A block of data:

◆ ◆ ◆ ◆ ◆

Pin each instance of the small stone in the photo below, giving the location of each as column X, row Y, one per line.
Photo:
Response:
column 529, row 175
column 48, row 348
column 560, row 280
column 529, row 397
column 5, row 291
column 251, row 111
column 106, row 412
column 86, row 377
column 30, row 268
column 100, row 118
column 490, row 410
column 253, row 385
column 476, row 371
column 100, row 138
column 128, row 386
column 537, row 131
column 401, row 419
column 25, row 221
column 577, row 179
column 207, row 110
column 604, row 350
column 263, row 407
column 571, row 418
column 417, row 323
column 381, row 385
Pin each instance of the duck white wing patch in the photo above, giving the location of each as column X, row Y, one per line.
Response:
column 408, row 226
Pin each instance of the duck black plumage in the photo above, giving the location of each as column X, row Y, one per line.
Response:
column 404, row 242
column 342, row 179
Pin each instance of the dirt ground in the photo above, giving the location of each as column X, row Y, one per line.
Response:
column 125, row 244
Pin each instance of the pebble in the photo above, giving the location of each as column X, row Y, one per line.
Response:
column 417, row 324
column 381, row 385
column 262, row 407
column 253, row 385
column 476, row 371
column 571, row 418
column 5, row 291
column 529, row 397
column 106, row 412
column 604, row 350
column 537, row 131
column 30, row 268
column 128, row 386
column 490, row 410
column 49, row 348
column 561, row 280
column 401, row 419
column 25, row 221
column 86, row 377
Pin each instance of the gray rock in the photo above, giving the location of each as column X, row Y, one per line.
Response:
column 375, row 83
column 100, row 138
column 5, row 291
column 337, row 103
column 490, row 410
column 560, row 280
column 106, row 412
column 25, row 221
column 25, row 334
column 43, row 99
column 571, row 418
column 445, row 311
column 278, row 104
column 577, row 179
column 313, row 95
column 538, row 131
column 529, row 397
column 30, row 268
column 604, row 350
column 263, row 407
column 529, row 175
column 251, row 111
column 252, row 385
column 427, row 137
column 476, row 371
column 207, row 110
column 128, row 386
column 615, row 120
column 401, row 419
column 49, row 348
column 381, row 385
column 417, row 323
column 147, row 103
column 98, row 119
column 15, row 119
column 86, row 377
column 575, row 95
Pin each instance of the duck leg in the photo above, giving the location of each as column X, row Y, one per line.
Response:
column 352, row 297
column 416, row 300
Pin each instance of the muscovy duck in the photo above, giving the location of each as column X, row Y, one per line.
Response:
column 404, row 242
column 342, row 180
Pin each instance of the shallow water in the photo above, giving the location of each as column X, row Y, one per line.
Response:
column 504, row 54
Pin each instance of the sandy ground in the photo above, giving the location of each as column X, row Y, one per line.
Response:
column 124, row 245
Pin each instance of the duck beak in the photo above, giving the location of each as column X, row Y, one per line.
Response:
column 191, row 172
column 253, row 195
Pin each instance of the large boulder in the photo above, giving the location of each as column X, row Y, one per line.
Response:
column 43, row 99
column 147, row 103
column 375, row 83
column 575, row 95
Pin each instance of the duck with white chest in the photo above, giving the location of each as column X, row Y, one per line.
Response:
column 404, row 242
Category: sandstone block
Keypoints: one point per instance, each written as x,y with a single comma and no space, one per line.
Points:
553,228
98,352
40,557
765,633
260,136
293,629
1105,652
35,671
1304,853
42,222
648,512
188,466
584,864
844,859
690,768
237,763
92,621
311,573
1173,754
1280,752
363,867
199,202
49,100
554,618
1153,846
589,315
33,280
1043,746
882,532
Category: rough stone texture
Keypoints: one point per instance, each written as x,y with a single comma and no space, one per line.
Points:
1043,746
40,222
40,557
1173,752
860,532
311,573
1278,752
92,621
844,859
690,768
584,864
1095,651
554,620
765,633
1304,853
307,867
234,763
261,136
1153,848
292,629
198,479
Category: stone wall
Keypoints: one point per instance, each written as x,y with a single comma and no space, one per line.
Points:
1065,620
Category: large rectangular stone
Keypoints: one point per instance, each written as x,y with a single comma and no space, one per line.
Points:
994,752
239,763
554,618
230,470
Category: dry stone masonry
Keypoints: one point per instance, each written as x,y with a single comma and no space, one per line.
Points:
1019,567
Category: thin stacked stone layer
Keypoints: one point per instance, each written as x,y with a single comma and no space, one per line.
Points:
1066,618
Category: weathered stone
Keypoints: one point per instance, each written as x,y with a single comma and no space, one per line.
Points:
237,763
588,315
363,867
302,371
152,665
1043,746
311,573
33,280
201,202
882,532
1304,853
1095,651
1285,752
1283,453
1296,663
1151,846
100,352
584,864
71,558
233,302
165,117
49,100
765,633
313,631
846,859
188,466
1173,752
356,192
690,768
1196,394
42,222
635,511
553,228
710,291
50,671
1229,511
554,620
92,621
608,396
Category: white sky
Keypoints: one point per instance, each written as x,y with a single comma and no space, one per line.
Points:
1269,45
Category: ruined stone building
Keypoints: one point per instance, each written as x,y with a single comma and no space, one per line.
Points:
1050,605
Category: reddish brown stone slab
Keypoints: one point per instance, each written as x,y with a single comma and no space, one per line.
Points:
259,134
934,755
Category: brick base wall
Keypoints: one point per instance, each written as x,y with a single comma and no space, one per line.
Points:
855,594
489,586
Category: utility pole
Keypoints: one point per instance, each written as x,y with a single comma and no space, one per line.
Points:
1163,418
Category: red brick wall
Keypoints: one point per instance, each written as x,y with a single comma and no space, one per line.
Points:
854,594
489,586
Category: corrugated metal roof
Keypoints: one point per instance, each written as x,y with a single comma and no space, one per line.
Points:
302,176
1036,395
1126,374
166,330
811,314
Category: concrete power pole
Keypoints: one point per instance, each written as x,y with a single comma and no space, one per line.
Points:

◆ ◆ ◆ ◆ ◆

### THE PROBLEM
Copy the block of data above line for line, covering every entry, with no changes to any wording, numbers, or spacing.

### TASK RESULT
Pin each instance of the small stone in the photo below, giving the location of each as column X, row Y, one per line.
Photo:
Response:
column 529, row 175
column 48, row 348
column 560, row 280
column 529, row 397
column 5, row 291
column 251, row 111
column 106, row 412
column 86, row 377
column 30, row 268
column 100, row 118
column 490, row 410
column 253, row 385
column 476, row 371
column 100, row 138
column 128, row 386
column 537, row 131
column 401, row 419
column 25, row 221
column 577, row 179
column 207, row 110
column 604, row 350
column 263, row 407
column 571, row 418
column 417, row 323
column 381, row 385
Pin each instance of the duck white wing patch in the photo above, giving the location of each as column X, row Y, one per line.
Response:
column 408, row 226
Pin each instance of the duck black plumage in the photo above, giving the location of each as column X, row Y, one per line.
Response:
column 404, row 242
column 342, row 179
Pin each instance of the dirt ground in the photo above, giving the location of each as column X, row Y, one per line.
Response:
column 125, row 244
Pin each instance of the pebble in the photo above, giving the location of each as column X, row Y, one per line.
Response:
column 417, row 324
column 381, row 385
column 262, row 407
column 253, row 385
column 476, row 371
column 571, row 418
column 5, row 291
column 529, row 397
column 106, row 412
column 604, row 350
column 537, row 131
column 30, row 268
column 128, row 386
column 490, row 410
column 49, row 348
column 561, row 280
column 401, row 419
column 25, row 221
column 86, row 377
Pin each instance of the gray rock in the photo above, giving the location of each as column X, row Y, one per line.
Response:
column 375, row 83
column 100, row 138
column 5, row 291
column 337, row 103
column 490, row 410
column 560, row 280
column 106, row 412
column 25, row 221
column 25, row 334
column 43, row 99
column 571, row 418
column 445, row 311
column 278, row 104
column 577, row 179
column 313, row 95
column 538, row 131
column 529, row 397
column 30, row 268
column 604, row 350
column 263, row 407
column 529, row 175
column 251, row 111
column 252, row 385
column 427, row 137
column 476, row 371
column 207, row 110
column 128, row 386
column 615, row 120
column 401, row 419
column 49, row 348
column 381, row 385
column 417, row 323
column 147, row 103
column 98, row 119
column 15, row 119
column 86, row 377
column 575, row 95
Pin each instance of the duck leg in the photo above, giving the location of each as column X, row Y, one per line.
Response:
column 352, row 297
column 416, row 300
Pin each instance of the muscovy duck in the photo above, giving the location of each as column X, row Y, one per line.
Response:
column 404, row 242
column 342, row 180
Pin each instance of the shallow water in the photo above, giving the location of each as column X, row Y, one per line.
Response:
column 504, row 54
Pin each instance of the sandy ground in the photo above, giving the location of each as column X, row Y, one per line.
Response:
column 124, row 245
Pin each instance of the duck beak in the photo above, giving the location of each as column X, row Y, one per line.
Response:
column 191, row 172
column 253, row 195
Pin each instance of the large boulder in the photo above, giving the location of each as column X, row Y, one per line.
Response:
column 43, row 99
column 147, row 103
column 375, row 83
column 575, row 95
Pin each instance of the duck with white chest in the photo above, giving the location of each as column X, row Y, one per line.
Response:
column 404, row 242
Category: sandstone block
Keypoints: one point per instance, each written as x,y with a single comma and no space, one per line.
Points:
553,228
98,352
40,557
765,633
260,136
293,629
1105,652
35,671
1304,853
42,222
648,512
188,466
584,864
844,859
690,768
237,763
92,621
311,573
1173,754
1280,752
363,867
199,202
49,100
554,618
1153,846
589,315
33,280
1043,746
882,532
Category: rough stone texture
Keypoints: one point per instance, each written as x,y with a single comma and no space, one per line.
Points:
1043,746
40,222
40,557
1173,752
860,532
311,573
1278,752
92,621
844,859
690,768
584,864
1095,651
554,620
765,633
1304,853
307,867
234,763
261,136
1153,848
292,629
198,479
Category: stone wall
Keypoints: one point per instance, each written as x,y with a single comma and no space, one per line.
Points:
1065,620
Category: large rectangular stone
Keypoints: one point per instance, each written as x,y with a single comma and no space, one per line.
Points:
994,752
239,763
554,618
230,470
Category: dry stone masonry
Keypoints: one point per instance, each written as x,y with a single comma and no space, one per line.
Points:
1019,567
Category: thin stacked stone layer
Keypoints: one point per instance, each written as x,y with a single comma and no space, one per line.
Points:
1066,618
Category: weathered stone
Keypoints: one point per instance, each written as x,y with a single comma and no space, one per line.
Points:
237,763
588,315
363,867
302,371
152,665
1043,746
311,573
33,280
201,202
882,532
1304,853
1095,651
1285,752
1283,453
1296,663
1151,846
100,352
584,864
71,558
233,302
165,117
49,100
765,633
313,631
846,859
188,466
1173,752
356,192
690,768
1196,394
42,222
635,511
553,228
710,291
50,671
1229,511
554,620
92,621
608,396
Category: white sky
Keypoints: one point per instance, each written as x,y with a single comma and no space, one per line.
Points:
1269,45
Category: ruined stone building
Keypoints: one point per instance, each written as x,y with a single comma and no space, one per line.
Points:
1050,605
Category: reddish brown stone slab
Keypoints: one point per instance, each written as x,y with a single comma and no space, one per line.
Points:
259,134
934,755
Category: brick base wall
Keypoints: one point per instance, each written as x,y with a single comma and no space, one per line.
Points:
855,594
489,586
Category: utility pole
Keypoints: one point per instance, each written as x,y with a single comma and no space, one per line.
Points:
1163,418
Category: red brick wall
Keypoints: one point per instance, each written as x,y with a single comma and no space, one per line.
Points:
854,594
489,586
Category: corrugated metal roof
Keypoints: one point per instance, each written as x,y with a single comma and no space, one per line.
Points:
302,176
1036,395
1126,374
166,330
811,314
Category: concrete power pole
Keypoints: one point per instance, each written as x,y with a single comma and no space, one per line.
Points:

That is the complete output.